Task details: Extract each line of the records below that contains the string "backpack". Case counts, so copy only lines where the capitalization matches.
=-=-=
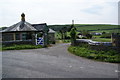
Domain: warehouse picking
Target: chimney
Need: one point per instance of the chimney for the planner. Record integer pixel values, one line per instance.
(22, 17)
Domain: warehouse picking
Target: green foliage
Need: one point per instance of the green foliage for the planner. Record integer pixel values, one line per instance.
(20, 47)
(107, 35)
(85, 51)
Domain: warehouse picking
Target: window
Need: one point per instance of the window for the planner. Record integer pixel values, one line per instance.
(17, 36)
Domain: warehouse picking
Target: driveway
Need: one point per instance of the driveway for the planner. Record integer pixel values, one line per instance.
(53, 62)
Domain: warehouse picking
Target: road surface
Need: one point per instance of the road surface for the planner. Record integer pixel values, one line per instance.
(53, 62)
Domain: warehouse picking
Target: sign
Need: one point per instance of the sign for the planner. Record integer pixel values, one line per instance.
(40, 41)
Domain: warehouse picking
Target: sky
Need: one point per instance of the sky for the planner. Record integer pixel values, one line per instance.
(59, 11)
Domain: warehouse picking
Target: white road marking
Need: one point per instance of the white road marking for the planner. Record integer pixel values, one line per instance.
(117, 71)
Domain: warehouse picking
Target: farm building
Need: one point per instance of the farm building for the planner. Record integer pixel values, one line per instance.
(26, 33)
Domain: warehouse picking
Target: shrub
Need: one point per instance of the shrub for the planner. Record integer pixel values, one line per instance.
(100, 55)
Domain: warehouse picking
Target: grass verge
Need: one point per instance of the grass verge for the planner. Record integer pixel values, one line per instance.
(107, 56)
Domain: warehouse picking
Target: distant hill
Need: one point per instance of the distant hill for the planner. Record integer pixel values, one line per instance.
(90, 27)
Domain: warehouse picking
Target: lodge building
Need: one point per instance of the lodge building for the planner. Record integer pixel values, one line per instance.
(26, 33)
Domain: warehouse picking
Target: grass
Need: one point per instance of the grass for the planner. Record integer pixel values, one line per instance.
(63, 41)
(20, 47)
(109, 55)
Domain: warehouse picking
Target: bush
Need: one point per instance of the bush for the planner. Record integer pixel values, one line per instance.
(100, 55)
(20, 47)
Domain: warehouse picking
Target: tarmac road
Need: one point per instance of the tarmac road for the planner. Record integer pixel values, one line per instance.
(53, 62)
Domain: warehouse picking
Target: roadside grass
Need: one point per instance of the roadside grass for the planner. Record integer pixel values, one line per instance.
(20, 47)
(109, 55)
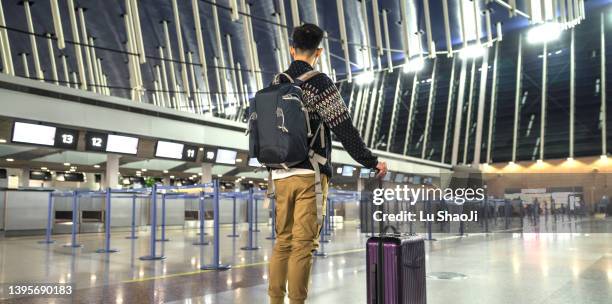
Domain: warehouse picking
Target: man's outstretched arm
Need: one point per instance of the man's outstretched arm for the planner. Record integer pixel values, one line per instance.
(330, 106)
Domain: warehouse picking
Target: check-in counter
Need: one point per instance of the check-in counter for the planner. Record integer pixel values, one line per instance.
(25, 211)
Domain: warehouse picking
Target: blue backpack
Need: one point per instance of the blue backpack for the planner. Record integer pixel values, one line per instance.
(279, 128)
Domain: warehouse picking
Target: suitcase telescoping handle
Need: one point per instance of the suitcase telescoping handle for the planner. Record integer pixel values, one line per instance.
(380, 277)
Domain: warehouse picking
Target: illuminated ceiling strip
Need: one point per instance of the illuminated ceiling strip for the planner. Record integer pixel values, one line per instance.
(88, 61)
(377, 32)
(447, 32)
(344, 39)
(138, 31)
(295, 13)
(181, 49)
(57, 24)
(201, 49)
(28, 13)
(387, 41)
(484, 68)
(430, 44)
(77, 46)
(54, 75)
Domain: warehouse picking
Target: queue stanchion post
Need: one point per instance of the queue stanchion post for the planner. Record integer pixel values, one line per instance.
(486, 209)
(234, 234)
(48, 239)
(163, 224)
(429, 233)
(152, 246)
(216, 265)
(75, 214)
(107, 223)
(132, 235)
(323, 231)
(256, 220)
(327, 229)
(506, 214)
(273, 229)
(321, 250)
(250, 245)
(201, 216)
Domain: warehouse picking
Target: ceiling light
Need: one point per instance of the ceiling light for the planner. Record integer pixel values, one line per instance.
(544, 32)
(414, 65)
(471, 52)
(364, 78)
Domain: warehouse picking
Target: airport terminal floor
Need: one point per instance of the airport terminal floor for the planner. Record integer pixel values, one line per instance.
(174, 151)
(573, 265)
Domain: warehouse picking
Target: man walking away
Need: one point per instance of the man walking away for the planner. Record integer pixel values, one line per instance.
(297, 225)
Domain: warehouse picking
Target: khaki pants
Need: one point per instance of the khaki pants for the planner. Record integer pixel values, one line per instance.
(297, 237)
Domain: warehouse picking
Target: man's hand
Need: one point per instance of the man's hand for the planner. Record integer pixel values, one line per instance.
(381, 167)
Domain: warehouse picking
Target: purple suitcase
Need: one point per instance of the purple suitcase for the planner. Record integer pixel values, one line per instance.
(403, 270)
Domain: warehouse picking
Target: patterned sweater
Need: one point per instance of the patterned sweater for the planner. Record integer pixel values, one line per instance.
(324, 104)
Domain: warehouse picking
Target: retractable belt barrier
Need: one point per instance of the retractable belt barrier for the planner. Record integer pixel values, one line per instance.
(167, 191)
(107, 214)
(234, 196)
(250, 209)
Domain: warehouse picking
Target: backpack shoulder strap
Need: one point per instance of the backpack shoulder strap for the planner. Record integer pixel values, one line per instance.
(277, 78)
(306, 76)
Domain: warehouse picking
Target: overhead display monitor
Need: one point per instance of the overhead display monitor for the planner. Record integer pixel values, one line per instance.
(168, 149)
(190, 153)
(38, 134)
(399, 178)
(66, 138)
(40, 175)
(101, 142)
(227, 157)
(33, 134)
(364, 173)
(122, 144)
(347, 170)
(209, 155)
(95, 141)
(253, 162)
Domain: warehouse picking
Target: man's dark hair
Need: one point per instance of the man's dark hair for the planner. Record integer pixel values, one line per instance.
(307, 37)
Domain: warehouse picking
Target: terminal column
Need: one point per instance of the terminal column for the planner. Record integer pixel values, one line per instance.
(112, 171)
(206, 173)
(24, 178)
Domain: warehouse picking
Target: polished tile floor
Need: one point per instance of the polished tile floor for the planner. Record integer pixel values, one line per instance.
(571, 265)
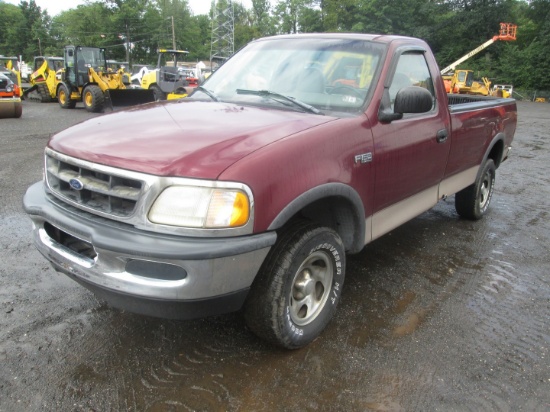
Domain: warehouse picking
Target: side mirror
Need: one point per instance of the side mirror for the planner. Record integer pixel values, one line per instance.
(413, 99)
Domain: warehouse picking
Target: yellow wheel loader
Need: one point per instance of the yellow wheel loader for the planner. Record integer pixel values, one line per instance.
(166, 81)
(86, 79)
(45, 78)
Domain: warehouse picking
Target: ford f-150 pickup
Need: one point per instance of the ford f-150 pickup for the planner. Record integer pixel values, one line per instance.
(249, 193)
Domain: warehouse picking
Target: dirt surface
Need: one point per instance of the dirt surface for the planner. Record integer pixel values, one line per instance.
(442, 314)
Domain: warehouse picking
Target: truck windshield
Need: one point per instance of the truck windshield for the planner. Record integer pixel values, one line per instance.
(327, 74)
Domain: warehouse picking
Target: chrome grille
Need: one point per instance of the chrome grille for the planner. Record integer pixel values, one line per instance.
(101, 192)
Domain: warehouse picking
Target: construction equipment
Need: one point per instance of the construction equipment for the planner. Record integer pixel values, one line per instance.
(462, 82)
(507, 33)
(502, 90)
(10, 102)
(166, 81)
(86, 78)
(9, 69)
(45, 78)
(123, 68)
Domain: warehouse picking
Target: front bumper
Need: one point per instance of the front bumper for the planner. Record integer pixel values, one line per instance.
(149, 273)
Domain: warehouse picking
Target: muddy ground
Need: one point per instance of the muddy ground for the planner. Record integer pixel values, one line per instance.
(442, 314)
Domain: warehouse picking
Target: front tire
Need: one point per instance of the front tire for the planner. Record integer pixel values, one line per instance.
(64, 98)
(298, 287)
(472, 202)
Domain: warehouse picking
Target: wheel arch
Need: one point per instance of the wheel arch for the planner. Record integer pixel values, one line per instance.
(495, 150)
(334, 205)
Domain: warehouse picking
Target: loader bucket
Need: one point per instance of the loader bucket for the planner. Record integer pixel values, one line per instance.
(128, 97)
(10, 108)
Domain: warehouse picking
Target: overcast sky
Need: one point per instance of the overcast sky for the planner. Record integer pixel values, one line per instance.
(55, 7)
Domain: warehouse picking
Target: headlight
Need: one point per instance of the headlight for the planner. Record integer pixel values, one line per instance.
(201, 207)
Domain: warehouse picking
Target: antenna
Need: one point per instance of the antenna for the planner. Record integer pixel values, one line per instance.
(223, 38)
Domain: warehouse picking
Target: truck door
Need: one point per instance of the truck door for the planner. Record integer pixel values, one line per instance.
(410, 154)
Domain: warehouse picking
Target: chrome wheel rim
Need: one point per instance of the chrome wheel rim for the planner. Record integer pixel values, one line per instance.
(311, 288)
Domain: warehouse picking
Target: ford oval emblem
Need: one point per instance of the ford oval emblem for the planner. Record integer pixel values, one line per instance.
(76, 184)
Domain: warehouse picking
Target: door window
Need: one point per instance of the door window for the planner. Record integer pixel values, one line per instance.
(412, 70)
=-=-=
Answer to the problem:
Target: blue backpack
Need: one point per instance of the blue backpack for the planner. Record integer pixel values, one line per instance.
Target: backpack shoulder strap
Need: one point per instance of the backpack shoulder strap for the planner. Record integer pixel values, one line per instance.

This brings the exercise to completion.